→ **What you have to do**
For the listing below, return the line containing "of the tire", the line containing "of the headlight", and all lines in between, exactly as written and nothing else.

→ **Listed entries**
******

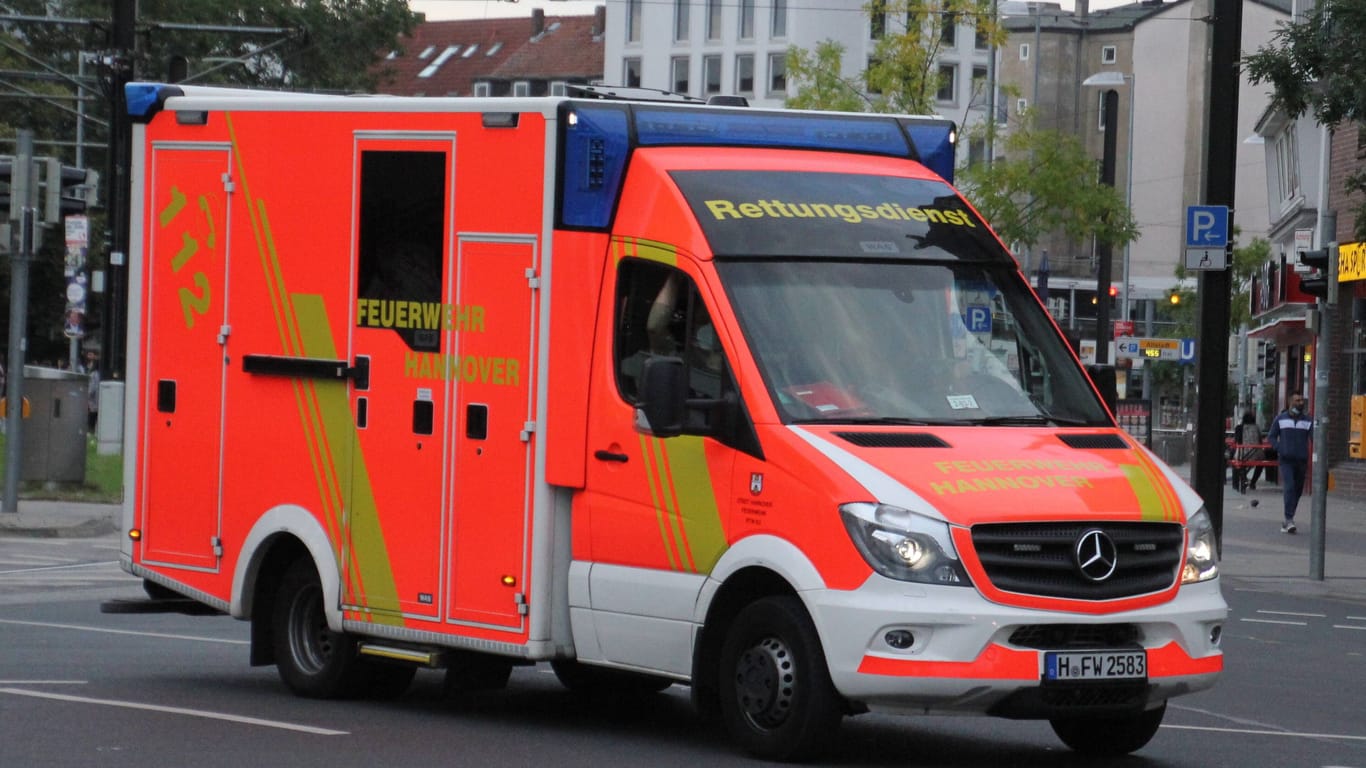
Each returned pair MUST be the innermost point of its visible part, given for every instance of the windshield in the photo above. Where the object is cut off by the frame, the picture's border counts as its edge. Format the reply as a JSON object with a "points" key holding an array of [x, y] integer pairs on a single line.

******

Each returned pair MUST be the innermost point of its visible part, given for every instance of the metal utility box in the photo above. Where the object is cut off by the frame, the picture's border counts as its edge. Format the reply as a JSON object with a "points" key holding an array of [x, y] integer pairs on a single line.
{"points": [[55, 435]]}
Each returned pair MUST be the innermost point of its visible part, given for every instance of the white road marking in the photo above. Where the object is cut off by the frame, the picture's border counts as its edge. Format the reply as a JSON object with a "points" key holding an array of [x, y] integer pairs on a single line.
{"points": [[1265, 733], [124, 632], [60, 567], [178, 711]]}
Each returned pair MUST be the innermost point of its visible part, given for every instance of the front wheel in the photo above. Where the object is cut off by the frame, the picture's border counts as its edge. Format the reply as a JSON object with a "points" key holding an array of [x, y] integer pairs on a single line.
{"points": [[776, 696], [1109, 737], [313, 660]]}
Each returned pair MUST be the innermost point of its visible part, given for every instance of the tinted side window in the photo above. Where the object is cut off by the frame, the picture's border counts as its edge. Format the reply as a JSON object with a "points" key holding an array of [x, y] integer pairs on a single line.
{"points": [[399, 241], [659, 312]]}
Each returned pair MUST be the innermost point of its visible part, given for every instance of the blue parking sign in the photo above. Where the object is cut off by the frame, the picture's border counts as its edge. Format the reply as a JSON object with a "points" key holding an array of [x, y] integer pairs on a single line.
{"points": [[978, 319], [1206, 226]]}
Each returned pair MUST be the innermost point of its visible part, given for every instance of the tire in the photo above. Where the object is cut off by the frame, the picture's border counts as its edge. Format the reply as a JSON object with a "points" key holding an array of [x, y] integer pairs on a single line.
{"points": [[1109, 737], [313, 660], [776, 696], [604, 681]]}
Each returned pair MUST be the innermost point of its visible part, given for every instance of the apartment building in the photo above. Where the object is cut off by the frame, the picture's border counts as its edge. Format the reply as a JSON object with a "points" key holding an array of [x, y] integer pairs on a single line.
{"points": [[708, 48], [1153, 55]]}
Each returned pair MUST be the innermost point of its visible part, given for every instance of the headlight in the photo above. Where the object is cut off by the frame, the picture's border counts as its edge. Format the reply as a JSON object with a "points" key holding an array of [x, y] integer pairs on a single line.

******

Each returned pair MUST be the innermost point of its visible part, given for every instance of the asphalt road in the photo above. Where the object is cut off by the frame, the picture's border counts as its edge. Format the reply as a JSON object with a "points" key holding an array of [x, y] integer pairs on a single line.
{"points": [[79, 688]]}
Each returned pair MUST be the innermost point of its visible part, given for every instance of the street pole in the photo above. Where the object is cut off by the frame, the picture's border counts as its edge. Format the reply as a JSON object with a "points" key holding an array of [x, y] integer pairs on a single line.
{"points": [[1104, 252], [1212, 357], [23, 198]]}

******

→ **Worked solution**
Each returned pair MUST be the innermost point of its visible part, given for every instance of the tire in the photo above. Where the object is cut off by the frame, the picture's border counts as its edge. Format the reply as a JSON object with a "points" key holding an array of [x, y] integer pairs on a single line.
{"points": [[1109, 737], [313, 660], [776, 696], [604, 681]]}
Each returned pair MUST be the innermost point of its visible part, given for every instance of the apartment building in the photo above. Where the object is cut off by the frame, the picture's border counts as its edge. Format the reply as a JSON object with a "points" key holding an array of [x, y] integer pairs on a single line.
{"points": [[708, 48], [1153, 55]]}
Each returned pair MUST be the innermost point of its visible part, given for every instance of the headlight in the photo above. Where the object is cut off by the frame, the picture's border counts as its edge. Format the reply as a JSON object with a "points" key holding an array of [x, y] integer pairs on a single line.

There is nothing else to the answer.